Document source
----

Pendant onze mois, la mineure vulnérable est au cœur d’un système bien rodé.

Tout commence lorsqu’elle rencontre son petit ami Wail A., qui l’incite à se prostituer.

C’est le “lover boy“, celui qui, dans le milieu du proxénétisme, se joue des sentiments de la victime pour la pousser à livrer son corps aux plaisirs sexuels d’autrui pour de l’argent.

Les deux autres membres de la bande et notamment Bilel A. vont ensuite commencer à exercer des pressions sur la victime pour l’entraîner à poursuivre.

Des annonces aux photos suggestives sont postées sur des sites sous des appellations du type : “Ines la chaude”, ou encore “Meilleure suceuse”.

Des appartements sont loués via Airbnb ou Booking aux quatre coins de la France.

Les clients se pressent. Entre 20 et 30 hommes par jour se déclarent intéressés. La mineure n’a aucun droit de regard sur ce qu’elle peut ou ne peut pas faire.

“Des fellations avec finition ou non, des faciales, des rapports vaginaux protégés ou non”, a détaillé Me Gauthier. “On ne lui demande même pas son avis pour coucher ou non avec un homme séropositif”.

Ces passes sont surveillées par Wail A. ou Bilel A. depuis la salle de bains ou le bas de l’immeuble. Fleur ne récupère rien de l’argent des passes, celui-ci est partagé entre les deux hommes à l’issue de ses rendez-vous.

Il finance un train de vie confortable à base de paris sportifs, de déplacements en taxi, de nombreux restaurants et de stupéfiants.

La victime, elle, est à peine nourrie. Ses bourreaux lui refuseront même un test de dépistage.

----

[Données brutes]

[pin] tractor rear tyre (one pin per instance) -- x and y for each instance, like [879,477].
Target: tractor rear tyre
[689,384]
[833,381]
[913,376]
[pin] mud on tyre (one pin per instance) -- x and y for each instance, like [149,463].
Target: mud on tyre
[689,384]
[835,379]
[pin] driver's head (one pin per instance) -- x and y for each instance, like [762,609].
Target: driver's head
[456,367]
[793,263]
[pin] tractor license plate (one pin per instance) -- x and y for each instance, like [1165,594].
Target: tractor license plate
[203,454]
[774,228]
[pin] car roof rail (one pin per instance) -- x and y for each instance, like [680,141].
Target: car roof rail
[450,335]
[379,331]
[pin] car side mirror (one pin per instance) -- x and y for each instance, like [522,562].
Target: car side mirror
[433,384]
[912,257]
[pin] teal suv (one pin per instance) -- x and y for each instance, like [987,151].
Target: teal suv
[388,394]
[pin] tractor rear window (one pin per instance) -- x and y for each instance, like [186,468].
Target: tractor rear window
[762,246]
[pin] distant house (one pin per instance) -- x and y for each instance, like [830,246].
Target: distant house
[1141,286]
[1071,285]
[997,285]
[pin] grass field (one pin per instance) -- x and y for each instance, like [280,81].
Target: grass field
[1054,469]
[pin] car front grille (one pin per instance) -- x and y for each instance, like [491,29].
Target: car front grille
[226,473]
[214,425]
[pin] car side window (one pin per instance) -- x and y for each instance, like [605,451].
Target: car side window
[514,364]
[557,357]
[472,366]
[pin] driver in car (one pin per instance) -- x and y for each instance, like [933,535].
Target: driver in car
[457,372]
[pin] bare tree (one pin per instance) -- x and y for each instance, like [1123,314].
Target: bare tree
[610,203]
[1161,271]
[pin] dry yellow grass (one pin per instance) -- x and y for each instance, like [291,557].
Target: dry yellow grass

----

Objectif
D'après le document source sur le réseau de proxénétisme, par quels sites les appartements étaient-ils loués ? Ces items proviennent d'une autre source.

Réponse
Par Airbnb ou Booking.